>> Begin Document section

No luck with Ubuntu 14, still getting the same errors after using ./launcher restart app:

2014-05-05 03:36:50 UTC LOG:  database system is ready to accept connections
supervisor pid: 39 unicorn pid: 47
rsyslogd: WARNING: rsyslogd is running in compatibility mode. Automatically generated config directives may interfer with your rsyslog.conf settings. We suggest upgrading your config and adding -c5 as the first rsyslogd option.
Pidfile (and pid) already exist.
config/unicorn_launcher: line 36: kill: (47) - No such process
config/unicorn_launcher: line 10: kill: (47) - No such process
exiting
ok: run: redis: (pid 14) 1s
ok: run: postgres: (pid 16) 1s
ok: run: copy_env: (pid 18) 1s
supervisor pid: 55 unicorn pid: 57
rsyslogd: WARNING: rsyslogd is running in compatibility mode. Automatically generated config directives may interfer with your rsyslog.conf settings. We suggest upgrading your config and adding -c5 as the first rsyslogd option.
Pidfile (and pid) already exist.

These last two lines repeat every second until I restart the host server. Weirdly, it only throws warnings when the app is restarted, not on the first run.

EDIT: actually that last statement seems to be wrong. After rebooting the host, start app also shows the same errors in logs. I’ll try to use the app and see if it hard locks the machine again.

What is the output of docker info and docker version?

>> End Document section
>> Begin Extracted records

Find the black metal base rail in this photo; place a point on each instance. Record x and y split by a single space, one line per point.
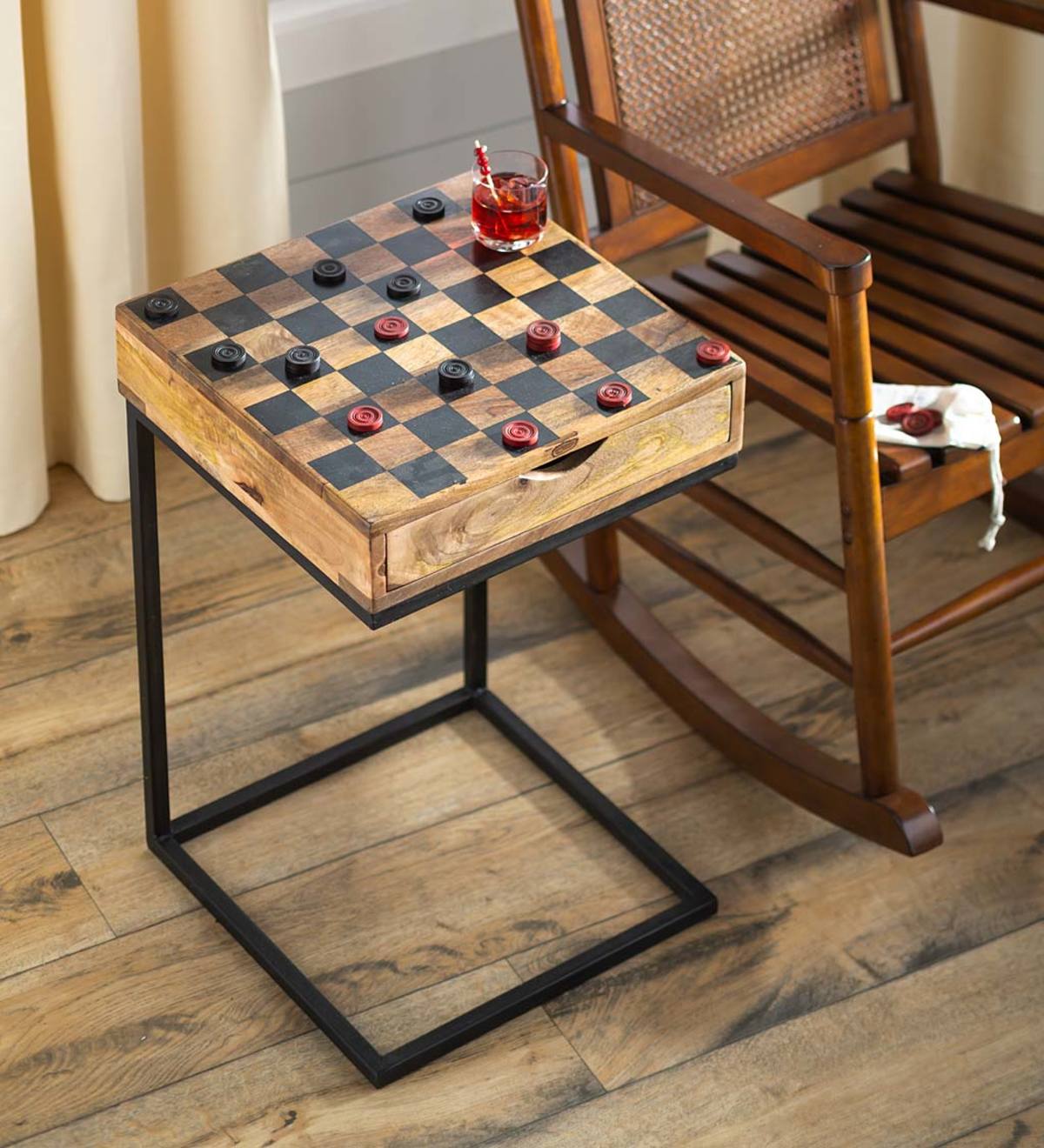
167 837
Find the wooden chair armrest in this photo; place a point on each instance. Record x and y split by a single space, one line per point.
1027 14
836 265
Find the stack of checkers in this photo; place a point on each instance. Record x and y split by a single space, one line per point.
393 357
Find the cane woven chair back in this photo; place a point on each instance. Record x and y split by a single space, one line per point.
731 85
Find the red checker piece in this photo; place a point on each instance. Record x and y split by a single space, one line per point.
921 422
613 395
363 419
544 336
519 433
392 327
895 413
713 352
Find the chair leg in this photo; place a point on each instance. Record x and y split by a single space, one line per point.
863 534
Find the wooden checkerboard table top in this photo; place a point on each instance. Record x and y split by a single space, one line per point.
434 451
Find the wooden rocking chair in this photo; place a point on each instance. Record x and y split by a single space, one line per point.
699 119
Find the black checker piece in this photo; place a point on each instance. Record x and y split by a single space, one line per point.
466 337
182 308
533 387
201 359
440 427
376 373
620 350
253 273
282 412
312 323
564 258
237 315
631 307
413 247
477 294
427 474
341 239
553 300
347 466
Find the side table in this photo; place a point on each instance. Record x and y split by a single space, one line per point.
373 397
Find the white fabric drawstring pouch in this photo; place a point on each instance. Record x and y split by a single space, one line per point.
967 423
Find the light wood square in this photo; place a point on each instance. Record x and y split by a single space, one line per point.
499 362
433 311
330 393
371 263
250 387
447 269
268 341
418 355
358 305
576 369
384 222
344 348
588 325
393 447
563 413
598 283
487 406
408 400
509 318
207 290
520 276
659 377
294 255
311 440
187 334
282 297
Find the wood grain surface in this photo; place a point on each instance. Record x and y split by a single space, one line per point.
440 872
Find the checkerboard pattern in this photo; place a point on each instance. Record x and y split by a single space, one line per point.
473 304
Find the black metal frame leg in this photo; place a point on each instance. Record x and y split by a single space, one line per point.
167 838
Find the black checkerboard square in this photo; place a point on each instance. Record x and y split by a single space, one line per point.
416 246
533 387
277 366
631 307
201 361
237 315
347 466
478 294
564 258
307 280
312 323
466 337
588 394
184 308
251 273
341 239
440 427
620 350
427 474
545 435
553 300
282 412
376 373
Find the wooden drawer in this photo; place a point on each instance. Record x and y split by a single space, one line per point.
555 496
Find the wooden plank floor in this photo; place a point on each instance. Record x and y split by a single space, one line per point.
843 996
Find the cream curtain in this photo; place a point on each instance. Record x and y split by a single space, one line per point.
139 142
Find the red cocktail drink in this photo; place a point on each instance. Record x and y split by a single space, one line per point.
512 212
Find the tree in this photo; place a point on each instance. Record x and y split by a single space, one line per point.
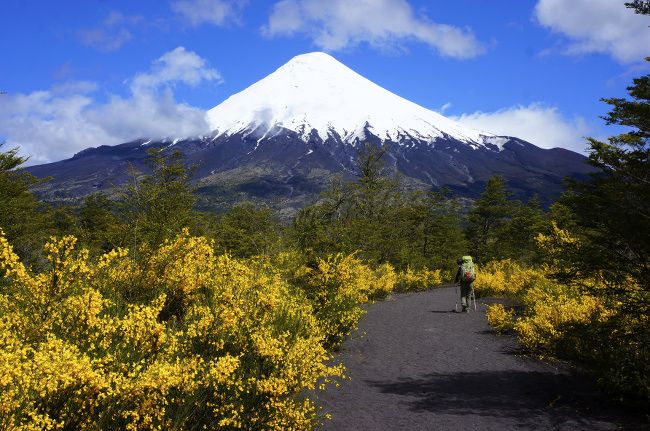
98 224
489 214
22 217
516 237
247 231
157 206
612 208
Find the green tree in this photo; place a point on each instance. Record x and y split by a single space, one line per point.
247 230
612 209
98 224
158 206
516 237
22 218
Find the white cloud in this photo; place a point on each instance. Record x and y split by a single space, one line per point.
338 24
178 65
604 26
55 124
217 12
114 32
536 123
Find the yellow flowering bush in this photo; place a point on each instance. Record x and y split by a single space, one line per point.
181 340
579 320
416 280
505 278
338 285
500 318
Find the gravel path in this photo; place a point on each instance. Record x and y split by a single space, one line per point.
414 364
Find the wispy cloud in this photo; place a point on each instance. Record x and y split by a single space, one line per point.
112 33
339 24
176 66
56 123
536 123
604 26
216 12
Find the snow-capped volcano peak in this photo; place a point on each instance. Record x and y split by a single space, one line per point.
316 92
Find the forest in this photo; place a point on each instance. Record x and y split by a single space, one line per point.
135 311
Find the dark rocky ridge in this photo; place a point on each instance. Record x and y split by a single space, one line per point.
286 172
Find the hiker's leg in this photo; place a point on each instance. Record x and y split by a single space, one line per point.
464 295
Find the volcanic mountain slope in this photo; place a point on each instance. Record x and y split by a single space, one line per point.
283 138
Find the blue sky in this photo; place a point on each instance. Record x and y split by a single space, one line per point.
90 72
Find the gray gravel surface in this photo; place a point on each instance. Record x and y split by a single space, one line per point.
414 364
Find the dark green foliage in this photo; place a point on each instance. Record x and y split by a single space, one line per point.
516 237
98 224
156 207
22 218
247 231
378 219
610 215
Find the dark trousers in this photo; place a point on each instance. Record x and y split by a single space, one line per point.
465 289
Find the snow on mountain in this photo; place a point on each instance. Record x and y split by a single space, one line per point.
316 92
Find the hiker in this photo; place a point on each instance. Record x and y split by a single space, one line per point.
465 276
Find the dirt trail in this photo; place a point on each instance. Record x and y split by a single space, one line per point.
416 365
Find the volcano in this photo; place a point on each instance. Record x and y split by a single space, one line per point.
281 141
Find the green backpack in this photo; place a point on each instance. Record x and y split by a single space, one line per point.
467 272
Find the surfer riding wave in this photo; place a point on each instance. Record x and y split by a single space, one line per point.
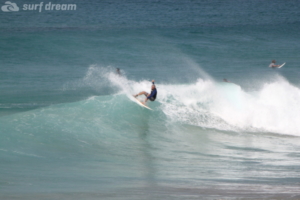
151 96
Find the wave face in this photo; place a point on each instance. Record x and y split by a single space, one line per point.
197 126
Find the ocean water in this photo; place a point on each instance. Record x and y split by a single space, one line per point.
69 130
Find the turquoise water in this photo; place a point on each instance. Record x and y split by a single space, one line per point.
68 129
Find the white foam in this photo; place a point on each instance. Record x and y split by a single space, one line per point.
275 107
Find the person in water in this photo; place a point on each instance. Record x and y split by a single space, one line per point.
118 71
151 96
273 64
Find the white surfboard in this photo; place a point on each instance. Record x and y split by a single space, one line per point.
140 103
281 65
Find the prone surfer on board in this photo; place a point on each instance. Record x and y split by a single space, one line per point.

>> End Extracted records

> [Prompt A]:
From the Ubuntu 14 post, write out the stretch from "config/unicorn_launcher: line 36: kill: (47)" through "the machine again.".
> [Prompt B]:
In the Ubuntu 14 post, how often do the last two log lines repeat, and until when?

> [Final answer A]:
config/unicorn_launcher: line 36: kill: (47) - No such process
config/unicorn_launcher: line 10: kill: (47) - No such process
exiting
ok: run: redis: (pid 14) 1s
ok: run: postgres: (pid 16) 1s
ok: run: copy_env: (pid 18) 1s
supervisor pid: 55 unicorn pid: 57
rsyslogd: WARNING: rsyslogd is running in compatibility mode. Automatically generated config directives may interfer with your rsyslog.conf settings. We suggest upgrading your config and adding -c5 as the first rsyslogd option.
Pidfile (and pid) already exist.

These last two lines repeat every second until I restart the host server. Weirdly, it only throws warnings when the app is restarted, not on the first run.

EDIT: actually that last statement seems to be wrong. After rebooting the host, start app also shows the same errors in logs. I’ll try to use the app and see if it hard locks the machine again.

> [Final answer B]:
Every second, until the host server is restarted.